---------- Exercise data

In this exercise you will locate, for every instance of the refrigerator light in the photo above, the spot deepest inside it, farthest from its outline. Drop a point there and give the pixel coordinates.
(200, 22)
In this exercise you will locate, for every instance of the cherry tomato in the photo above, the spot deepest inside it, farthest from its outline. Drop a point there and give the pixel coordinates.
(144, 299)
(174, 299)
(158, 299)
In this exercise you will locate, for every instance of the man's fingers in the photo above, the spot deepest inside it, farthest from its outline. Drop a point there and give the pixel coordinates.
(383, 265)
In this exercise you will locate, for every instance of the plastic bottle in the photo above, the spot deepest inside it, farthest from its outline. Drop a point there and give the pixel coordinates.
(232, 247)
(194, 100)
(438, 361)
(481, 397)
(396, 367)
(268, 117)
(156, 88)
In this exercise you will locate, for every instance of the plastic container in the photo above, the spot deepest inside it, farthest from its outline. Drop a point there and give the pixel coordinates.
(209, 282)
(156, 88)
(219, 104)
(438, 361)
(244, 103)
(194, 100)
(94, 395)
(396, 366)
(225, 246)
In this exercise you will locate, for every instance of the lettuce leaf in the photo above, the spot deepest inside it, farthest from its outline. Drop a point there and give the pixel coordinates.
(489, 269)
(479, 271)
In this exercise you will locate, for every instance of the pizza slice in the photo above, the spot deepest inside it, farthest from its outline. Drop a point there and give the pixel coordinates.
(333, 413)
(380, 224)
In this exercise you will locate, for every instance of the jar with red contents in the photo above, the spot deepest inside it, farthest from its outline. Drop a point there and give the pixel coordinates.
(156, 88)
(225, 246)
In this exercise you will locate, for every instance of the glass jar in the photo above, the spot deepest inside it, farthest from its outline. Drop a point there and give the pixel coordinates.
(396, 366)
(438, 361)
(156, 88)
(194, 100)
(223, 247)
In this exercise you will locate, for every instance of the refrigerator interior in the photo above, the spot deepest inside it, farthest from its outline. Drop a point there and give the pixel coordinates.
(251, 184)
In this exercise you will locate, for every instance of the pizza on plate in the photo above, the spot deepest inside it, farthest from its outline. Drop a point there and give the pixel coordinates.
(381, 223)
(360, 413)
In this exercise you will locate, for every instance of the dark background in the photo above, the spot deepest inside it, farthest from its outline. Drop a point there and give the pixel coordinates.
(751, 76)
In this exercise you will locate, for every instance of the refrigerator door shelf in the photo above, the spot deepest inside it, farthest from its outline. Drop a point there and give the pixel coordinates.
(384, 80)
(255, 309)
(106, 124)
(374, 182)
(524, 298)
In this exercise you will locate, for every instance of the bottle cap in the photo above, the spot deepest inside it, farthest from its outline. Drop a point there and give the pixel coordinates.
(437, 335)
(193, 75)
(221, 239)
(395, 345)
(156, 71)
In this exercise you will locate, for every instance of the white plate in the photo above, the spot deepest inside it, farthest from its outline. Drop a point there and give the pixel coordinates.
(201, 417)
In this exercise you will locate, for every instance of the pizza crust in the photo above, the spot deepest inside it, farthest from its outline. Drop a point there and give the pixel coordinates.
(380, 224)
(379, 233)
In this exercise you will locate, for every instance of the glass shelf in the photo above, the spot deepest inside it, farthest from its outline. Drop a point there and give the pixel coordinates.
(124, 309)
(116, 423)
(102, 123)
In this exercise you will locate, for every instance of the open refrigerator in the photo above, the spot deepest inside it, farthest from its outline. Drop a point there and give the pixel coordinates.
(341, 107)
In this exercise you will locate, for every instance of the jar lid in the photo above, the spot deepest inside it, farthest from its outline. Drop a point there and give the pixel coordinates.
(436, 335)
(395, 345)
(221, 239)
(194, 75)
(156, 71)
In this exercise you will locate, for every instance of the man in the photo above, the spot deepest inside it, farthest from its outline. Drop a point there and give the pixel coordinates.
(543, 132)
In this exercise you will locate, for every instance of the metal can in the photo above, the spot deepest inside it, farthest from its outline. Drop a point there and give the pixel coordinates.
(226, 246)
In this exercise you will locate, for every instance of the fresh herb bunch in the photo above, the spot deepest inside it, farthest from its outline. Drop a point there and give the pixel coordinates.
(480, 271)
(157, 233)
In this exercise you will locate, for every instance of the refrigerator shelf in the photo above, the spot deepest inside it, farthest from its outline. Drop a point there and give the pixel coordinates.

--------------------

_What is asked_
Copy each entry exactly, with nothing added or dropped.

_Finished task_
In this exercise you will locate, for every instance of the refrigerator light in the photo above, the spot deepest inside it, farthest from its outline. Drop a point there and give the pixel coordinates.
(200, 22)
In this exercise you will locate, for every instance of the cherry tomato in the photo above, the spot deepest inside it, farthest from its outline. Drop a point there and give the pixel coordinates.
(144, 299)
(174, 299)
(158, 299)
In this exercise you will locate, for every instance of the man's fingers in the photo above, the spot deepest inside it, farthest from its outline. Drop a point there and give the pixel coordinates.
(383, 265)
In this exercise you will locate, for every instance of the plastic bottle in the photo above, the spot deepest inside it, farthest from its outline. Drop a point there and give the pixel coordinates.
(232, 247)
(194, 100)
(438, 361)
(481, 397)
(396, 367)
(268, 117)
(156, 88)
In this exercise you will locate, for every instance of the plastic container in the photo above, the spot deepest inside it, farthest from its outline. Drop a point there and give the pixel coordinates.
(209, 282)
(156, 88)
(219, 104)
(438, 361)
(244, 103)
(194, 100)
(94, 395)
(396, 366)
(225, 246)
In this exercise you will locate, for every instance of the lettuce leaf in the photo above, the spot deepest inside it, farthest from its outline. Drop a point there and give the pixel coordinates.
(489, 269)
(479, 271)
In this exercise you will locate, for every instance of the pizza slice in the photo above, the spot deepest inside it, farthest from its outline. Drop a point there and give the pixel coordinates.
(333, 413)
(380, 224)
In this exercise you will locate, for every instance of the jar with red contents in the photo above, the spot deepest inside it, farthest from its outline. Drop a point there and give the pixel coordinates.
(156, 88)
(225, 246)
In this exercise you will locate, for every instance of the glass jar in the photo above, the spot deepest inside it, farthest from its outline. Drop a point there and give the pixel coordinates.
(396, 366)
(438, 361)
(156, 88)
(194, 100)
(223, 247)
In this exercise you will locate, for every instance of the refrigerator interior in the photo above, the spot deepest inside it, farthest from its outline. Drop a point there and give the pixel coordinates.
(251, 184)
In this exercise you will locate, for every instance of the pizza on plate in the photo above, the spot deepest inside it, farthest from its outline. Drop a point there and give the pixel coordinates.
(381, 223)
(360, 413)
In this exercise you will locate, for every instance of the dark background in the photo above, the spot deepest inside it, farthest from its outline. Drop a point there and give the pixel coordinates.
(751, 76)
In this exercise you will locate, for every instance of the refrigerator door shelf in the photo above, the spot deepest inside it, farthest from its outline. Drop a point there and give the pixel coordinates.
(384, 80)
(255, 309)
(106, 124)
(374, 182)
(524, 298)
In this exercise you will locate, for every instance of the bottle cap in the photo above, the spot deepest inside it, farthest from its outline. Drop a point there and give the pixel coordinates.
(437, 335)
(193, 75)
(221, 239)
(395, 345)
(156, 71)
In this exercise you will locate, for every instance of the white plate in the photo above, the spot deepest inside it, farthest from its outline. Drop a point there and give the pixel coordinates.
(201, 417)
In this exercise you will locate, for every instance of the pizza crust in the photo above, the spot deepest inside it, farthest from its outline. Drop a point there and give the pixel coordinates.
(380, 224)
(379, 233)
In this exercise you will locate, for every instance of the glass shelf in the photo above, the spot deepest inside it, farthest from its outline. Drop a point there and give the pixel coordinates.
(124, 309)
(116, 423)
(102, 123)
In this exercise you will locate, for every instance of the open refrigerator in the photo above, the spot deepest inside it, farthest from its outline. Drop a point there and give the pixel coordinates.
(341, 107)
In this exercise you will locate, for every instance of the jar lid in the photo above, the spot deepest inside it, farthest from its outline. Drop a point there and give the pixel coordinates.
(436, 335)
(395, 345)
(221, 239)
(194, 75)
(156, 71)
In this exercise you will locate, for every instance of the man in the photo above, the spot deepest inside it, farthest from its outline. Drop a point there and give the pixel coordinates.
(543, 132)
In this exercise you will locate, for every instance of the metal can in the photo above, the spot deepest inside it, farthest from its outline. Drop a point there and give the pixel coordinates.
(226, 246)
In this exercise you will locate, for every instance of the fresh herb bunch in the photo above, the spot deepest inside it, farthest from its outline. Drop a point there and give the pixel coordinates.
(480, 271)
(157, 233)
In this exercise you will locate, for every instance of the refrigerator shelf in the photo above, the spot deepest inside it, farthest from its outline. Drop a point there and give the pixel coordinates.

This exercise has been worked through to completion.